* _Task item_
Transcribe each record precisely; images stay out.

* _Data records_
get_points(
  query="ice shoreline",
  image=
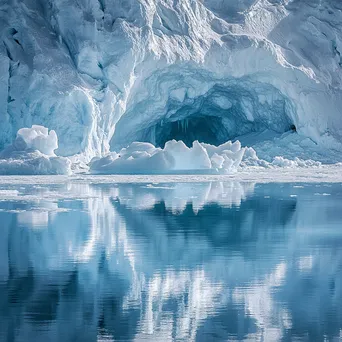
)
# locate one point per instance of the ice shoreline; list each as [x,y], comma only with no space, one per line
[323,174]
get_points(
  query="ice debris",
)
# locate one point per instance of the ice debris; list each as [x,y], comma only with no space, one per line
[32,153]
[175,157]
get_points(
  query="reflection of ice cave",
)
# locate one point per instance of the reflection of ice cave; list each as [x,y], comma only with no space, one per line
[223,112]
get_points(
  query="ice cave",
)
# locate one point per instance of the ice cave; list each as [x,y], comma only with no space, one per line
[106,74]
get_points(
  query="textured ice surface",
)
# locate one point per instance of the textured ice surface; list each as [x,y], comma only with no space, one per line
[175,157]
[32,152]
[107,73]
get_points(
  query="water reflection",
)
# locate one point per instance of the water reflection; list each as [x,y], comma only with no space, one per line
[193,262]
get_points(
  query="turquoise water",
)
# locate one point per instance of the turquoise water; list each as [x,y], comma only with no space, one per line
[161,262]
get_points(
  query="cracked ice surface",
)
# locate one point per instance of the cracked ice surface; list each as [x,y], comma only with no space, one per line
[104,74]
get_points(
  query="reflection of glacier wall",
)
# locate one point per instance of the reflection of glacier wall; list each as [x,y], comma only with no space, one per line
[105,73]
[95,261]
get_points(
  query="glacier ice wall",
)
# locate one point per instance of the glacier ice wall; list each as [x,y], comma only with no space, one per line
[105,73]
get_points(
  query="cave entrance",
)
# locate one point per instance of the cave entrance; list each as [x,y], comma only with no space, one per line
[204,128]
[223,113]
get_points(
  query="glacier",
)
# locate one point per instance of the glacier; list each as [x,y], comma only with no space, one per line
[104,74]
[32,152]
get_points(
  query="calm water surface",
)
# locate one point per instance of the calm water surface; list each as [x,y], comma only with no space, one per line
[171,262]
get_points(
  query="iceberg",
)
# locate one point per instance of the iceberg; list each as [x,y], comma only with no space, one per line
[175,157]
[32,153]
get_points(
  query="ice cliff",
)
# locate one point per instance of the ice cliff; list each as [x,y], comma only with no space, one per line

* _Reply to the task_
get_points(
  query="ice shoreline",
  image=
)
# locate one point per instance of the ice shoreline; list each as [x,y], comma only with no space, one per line
[323,174]
get_points(
  query="ice debris",
)
# locate one point per instance of the ice debris; list each as [x,y], comma only with no space, one per line
[32,153]
[175,157]
get_points(
  query="reflection of ice cave",
)
# locate one point per instance of the reflection of ice cave; list each as [x,y], comma only with no space, one per line
[223,112]
get_points(
  query="ice cave",
)
# locate one point per instance of the ice cave; list each as [x,y], comma only with no space, one per line
[106,74]
get_points(
  query="textured ice surface",
)
# locate one point per instance of the textured ice surface; list each as [x,y], comma only with no space, one per line
[175,157]
[32,152]
[107,73]
get_points(
  query="water reflection",
)
# locate one point per instance of the water reflection; list each as [x,y], comma only with no space, one per line
[193,262]
get_points(
  query="turquoise water",
)
# locate one point per instance of the turquoise water; list each as [x,y], comma only with no space, one per line
[161,262]
get_points(
  query="cracked ice surface",
)
# locate one point per instance of the cracked ice surface; list each as [x,y], comma only with no space, one per line
[104,74]
get_points(
  query="reflection of glacier wall",
)
# locate one point per instance of the reflection of glacier wall; list each as [x,y], comma only with no space, one per line
[105,73]
[95,261]
get_points(
  query="glacier ice wall",
)
# locate one point per instance of the glacier ice wall; list each as [x,y], comma only with no space, one per line
[105,73]
get_points(
  query="cave entrance",
)
# locate one point per instance of the cave entrance; list each as [x,y], comma only with no space, one per line
[204,128]
[223,113]
get_points(
  query="glacier",
)
# locate one point per instance of the glacier; list each as [x,y], comma only with no space, one per line
[104,74]
[32,152]
get_points(
  query="calm water surface",
)
# locate one point per instance of the calm water surface; list each as [x,y], comma only with no space, one per line
[171,262]
get_points(
  query="iceberg",
)
# locate one point per instance of the iceberg; list each as [x,y], comma only with no space, one per line
[175,157]
[32,153]
get_points(
  query="ice cliff",
)
# locate one point per instance of the ice cliff; list each as [x,y], comma only with no space, one per line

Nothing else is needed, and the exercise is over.